(Available data):

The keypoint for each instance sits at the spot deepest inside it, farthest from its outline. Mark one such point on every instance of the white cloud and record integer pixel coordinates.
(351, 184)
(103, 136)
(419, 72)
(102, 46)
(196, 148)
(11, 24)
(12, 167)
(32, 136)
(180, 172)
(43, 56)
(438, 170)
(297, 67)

(Brief): Take the records and restate them word for word.

(Reply):
The keypoint for each instance sits at the spot deepest inside it, farthest from its outline. Mark one such point on every instance of the white cloud and record integer pixel coordinates.
(351, 184)
(103, 136)
(419, 72)
(102, 46)
(196, 148)
(11, 24)
(12, 167)
(32, 136)
(180, 172)
(43, 56)
(438, 170)
(297, 67)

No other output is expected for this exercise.